### KUTIPAN SUMBER
= = = = = = =
Menteri Luar Negeri Marty Natalegawa mengatakan Indonesia akan mempercepat jadwal perundingan mengenai perbatasan dengan beberapa negara, termasuk Malaysia.
"Kami terima kemarin sebelum diumumkan oleh Presiden, tentang perlunya kita mempercepat atau meningkatkan tempo perundingan dengan Malaysia dan negara lain," kata Menlu seusai acara Pengukuhan Duta Belia 2010 di Kemlu, Senin.
Ia menjelaskan bahwa pekan lalu sudah menghubungi Menlu Malaysia untuk menunjukkan tekad untuk membentuk Komisi Menteri Bersama (Joint Ministrial Commission), yang sebelumnya pada September hingga November.
Pemerintah Indonesia telah menawarkan satu tanggal yang konkret tetapi masih belum mendapat jawaban dari Malaysia, tambahnya.
Meski tanggal pasti perundingan dengan Malaysia belum ditentukan, Menlu memaparkan bahwa dalam satu-dua bulan ke depan akan ada pembahasan lebih mendalam tentang perbatasan dengan sejumlah negara.
"Kita akan tukar menukar instrumen ratifikasi mengenai perbatasan dengan Singapura pada 30 Agustus, Thailand 1-2 September, kemudian Vietnam, Filipina dan Palau dalam satu - dua bulan ke depan," jelas Menlu.
Pada Minggu malam, dalam acara buka puasa dengan partai Demokrat, Presiden memberi instruksi dan arahan agar proses perundingan dengan negara yang berbatasan dengan Indonesia, termasuk Malaysia, dipercepat.
= = = = = = =
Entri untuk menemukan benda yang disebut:
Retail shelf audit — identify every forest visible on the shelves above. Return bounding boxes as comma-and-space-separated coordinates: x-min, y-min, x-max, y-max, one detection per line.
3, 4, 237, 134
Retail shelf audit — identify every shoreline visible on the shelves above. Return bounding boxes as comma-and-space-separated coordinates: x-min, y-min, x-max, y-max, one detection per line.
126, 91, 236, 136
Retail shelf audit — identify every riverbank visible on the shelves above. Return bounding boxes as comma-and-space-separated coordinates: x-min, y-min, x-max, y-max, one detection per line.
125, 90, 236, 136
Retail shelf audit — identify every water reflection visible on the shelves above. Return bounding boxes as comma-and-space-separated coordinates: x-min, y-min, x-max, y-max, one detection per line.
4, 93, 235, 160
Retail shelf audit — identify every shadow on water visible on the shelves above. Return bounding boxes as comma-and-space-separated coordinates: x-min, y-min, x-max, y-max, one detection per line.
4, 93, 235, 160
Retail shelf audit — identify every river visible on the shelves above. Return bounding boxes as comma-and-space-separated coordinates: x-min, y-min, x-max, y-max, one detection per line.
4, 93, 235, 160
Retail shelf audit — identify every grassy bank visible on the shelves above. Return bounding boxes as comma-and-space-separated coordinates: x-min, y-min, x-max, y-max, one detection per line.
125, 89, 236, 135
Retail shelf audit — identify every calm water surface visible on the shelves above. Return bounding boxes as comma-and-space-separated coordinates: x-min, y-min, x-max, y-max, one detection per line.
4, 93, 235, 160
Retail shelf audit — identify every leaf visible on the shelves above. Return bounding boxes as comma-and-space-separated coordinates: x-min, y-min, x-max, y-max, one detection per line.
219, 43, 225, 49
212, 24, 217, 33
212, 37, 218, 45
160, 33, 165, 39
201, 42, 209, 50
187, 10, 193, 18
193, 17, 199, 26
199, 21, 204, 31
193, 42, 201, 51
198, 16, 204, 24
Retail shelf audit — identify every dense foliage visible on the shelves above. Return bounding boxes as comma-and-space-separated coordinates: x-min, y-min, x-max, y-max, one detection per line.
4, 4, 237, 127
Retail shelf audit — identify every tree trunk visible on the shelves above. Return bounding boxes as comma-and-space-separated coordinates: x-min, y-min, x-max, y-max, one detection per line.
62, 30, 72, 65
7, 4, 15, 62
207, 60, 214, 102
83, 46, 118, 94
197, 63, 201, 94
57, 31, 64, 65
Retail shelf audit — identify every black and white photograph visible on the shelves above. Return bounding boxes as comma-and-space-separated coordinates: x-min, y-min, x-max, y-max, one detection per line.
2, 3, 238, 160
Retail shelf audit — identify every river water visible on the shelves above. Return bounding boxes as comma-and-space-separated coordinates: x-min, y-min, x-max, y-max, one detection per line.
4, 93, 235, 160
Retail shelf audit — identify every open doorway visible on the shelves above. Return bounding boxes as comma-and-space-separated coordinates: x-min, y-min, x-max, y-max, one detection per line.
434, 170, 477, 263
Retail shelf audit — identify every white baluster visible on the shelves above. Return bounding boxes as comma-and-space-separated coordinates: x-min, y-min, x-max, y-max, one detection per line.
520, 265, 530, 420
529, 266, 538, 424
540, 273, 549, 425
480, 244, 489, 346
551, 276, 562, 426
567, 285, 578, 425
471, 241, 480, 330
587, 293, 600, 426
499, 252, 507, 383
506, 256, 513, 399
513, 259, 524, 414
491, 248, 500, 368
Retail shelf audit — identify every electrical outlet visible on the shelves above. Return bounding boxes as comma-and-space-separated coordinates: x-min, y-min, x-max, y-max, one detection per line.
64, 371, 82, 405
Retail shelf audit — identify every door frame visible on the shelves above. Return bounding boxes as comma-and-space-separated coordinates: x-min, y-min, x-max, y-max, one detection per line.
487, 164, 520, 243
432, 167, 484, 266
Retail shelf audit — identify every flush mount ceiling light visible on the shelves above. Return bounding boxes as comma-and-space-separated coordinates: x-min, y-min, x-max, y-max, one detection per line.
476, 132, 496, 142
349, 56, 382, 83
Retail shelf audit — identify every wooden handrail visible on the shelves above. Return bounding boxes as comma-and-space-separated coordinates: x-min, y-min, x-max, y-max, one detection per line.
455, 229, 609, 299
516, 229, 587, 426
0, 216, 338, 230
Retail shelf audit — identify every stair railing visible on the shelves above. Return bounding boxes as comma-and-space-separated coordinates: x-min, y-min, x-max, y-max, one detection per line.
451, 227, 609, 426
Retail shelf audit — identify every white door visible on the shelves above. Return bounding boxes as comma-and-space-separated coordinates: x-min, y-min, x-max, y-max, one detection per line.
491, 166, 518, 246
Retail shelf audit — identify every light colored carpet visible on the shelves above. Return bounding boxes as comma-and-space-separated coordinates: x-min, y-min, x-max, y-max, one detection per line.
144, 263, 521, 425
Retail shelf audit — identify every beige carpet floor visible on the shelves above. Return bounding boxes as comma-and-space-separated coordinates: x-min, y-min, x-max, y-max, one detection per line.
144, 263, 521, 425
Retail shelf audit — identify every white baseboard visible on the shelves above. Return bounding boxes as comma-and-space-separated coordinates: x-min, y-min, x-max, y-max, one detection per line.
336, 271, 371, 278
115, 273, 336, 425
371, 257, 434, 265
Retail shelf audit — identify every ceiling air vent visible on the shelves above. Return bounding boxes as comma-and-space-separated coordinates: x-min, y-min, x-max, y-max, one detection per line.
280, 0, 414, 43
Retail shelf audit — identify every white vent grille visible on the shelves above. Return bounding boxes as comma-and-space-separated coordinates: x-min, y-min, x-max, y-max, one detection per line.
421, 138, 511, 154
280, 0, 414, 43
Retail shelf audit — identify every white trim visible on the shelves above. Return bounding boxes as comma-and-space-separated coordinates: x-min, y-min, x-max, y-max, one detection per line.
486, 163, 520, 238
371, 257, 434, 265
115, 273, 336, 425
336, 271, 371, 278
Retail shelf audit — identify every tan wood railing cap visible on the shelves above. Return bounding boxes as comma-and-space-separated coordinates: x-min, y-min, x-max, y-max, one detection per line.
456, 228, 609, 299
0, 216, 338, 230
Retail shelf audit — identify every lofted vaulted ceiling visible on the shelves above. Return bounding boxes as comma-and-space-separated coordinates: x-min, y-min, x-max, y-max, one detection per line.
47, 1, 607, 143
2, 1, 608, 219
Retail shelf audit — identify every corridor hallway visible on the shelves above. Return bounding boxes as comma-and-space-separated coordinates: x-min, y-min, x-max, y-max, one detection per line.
= = = = = = =
### SOAL LATIHAN A
Apakah pernyataan berikut sesuai dengan berita tentang perundingan perbatasan? Jawab ya atau tidak untuk tiap pernyataan, lalu kutip kata-kata dari berita itu yang menentukannya.
(i) Indonesia akan bertukar instrumen ratifikasi perbatasan dengan Singapura pada 30 Agustus.
(ii) Malaysia sudah menjawab tanggal yang ditawarkan pemerintah Indonesia.
(iii) Presiden memberi instruksi percepatan perundingan dalam acara buka puasa dengan partai Demokrat pada Minggu malam.
### SOAL LATIHAN B
Susun entri dari awal sampai baris yang memuat "126, 91, 236, 136", kedua ujungnya ikut, menjadi tabel Markdown dengan kolom No. dan Baris. Baris kosong tidak usah dimasukkan.

### JAWABAN LENGKAP A
(i) Ya: "Kita akan tukar menukar instrumen ratifikasi mengenai perbatasan dengan Singapura pada 30 Agustus"
(ii) Tidak: "masih belum mendapat jawaban dari Malaysia"
(iii) Ya: "Pada Minggu malam, dalam acara buka puasa dengan partai Demokrat, Presiden memberi instruksi dan arahan"

### JAWABAN LENGKAP B
| No. | Baris |
|---|---|
| 1 | Retail shelf audit — identify every forest visible on the shelves above. Return bounding boxes as comma-and-space-separated coordinates: x-min, y-min, x-max, y-max, one detection per line. |
| 2 | 3, 4, 237, 134 |
| 3 | Retail shelf audit — identify every shoreline visible on the shelves above. Return bounding boxes as comma-and-space-separated coordinates: x-min, y-min, x-max, y-max, one detection per line. |
| 4 | 126, 91, 236, 136 |